*Stated goal*:
From the listing that follows, output everything exactly except the pictures.

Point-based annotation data
▼

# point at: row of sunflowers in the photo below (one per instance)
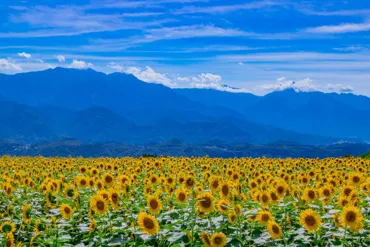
(170, 201)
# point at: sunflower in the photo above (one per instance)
(66, 211)
(205, 202)
(9, 240)
(310, 220)
(352, 217)
(124, 180)
(189, 182)
(218, 240)
(309, 195)
(214, 183)
(8, 188)
(114, 199)
(355, 178)
(99, 204)
(325, 192)
(70, 191)
(238, 210)
(181, 195)
(205, 239)
(274, 229)
(225, 190)
(154, 204)
(7, 227)
(232, 217)
(26, 212)
(40, 227)
(337, 221)
(223, 206)
(92, 226)
(148, 223)
(280, 189)
(82, 182)
(264, 198)
(343, 201)
(347, 190)
(108, 179)
(263, 217)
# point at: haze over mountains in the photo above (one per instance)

▲

*Result for this task*:
# point at: row of sunflowers in the photo below (one per instance)
(170, 201)
# point at: sunflower in the photo above (one per instance)
(66, 211)
(205, 202)
(9, 240)
(310, 220)
(352, 217)
(124, 180)
(189, 182)
(218, 240)
(309, 195)
(214, 183)
(8, 188)
(114, 199)
(355, 178)
(99, 204)
(325, 192)
(70, 191)
(238, 210)
(181, 195)
(205, 239)
(274, 229)
(225, 190)
(154, 204)
(7, 227)
(232, 217)
(26, 212)
(40, 227)
(337, 221)
(223, 206)
(92, 226)
(148, 223)
(280, 189)
(82, 182)
(264, 198)
(343, 201)
(347, 190)
(108, 179)
(263, 217)
# point at: haze over mountains in the photo above (one per instance)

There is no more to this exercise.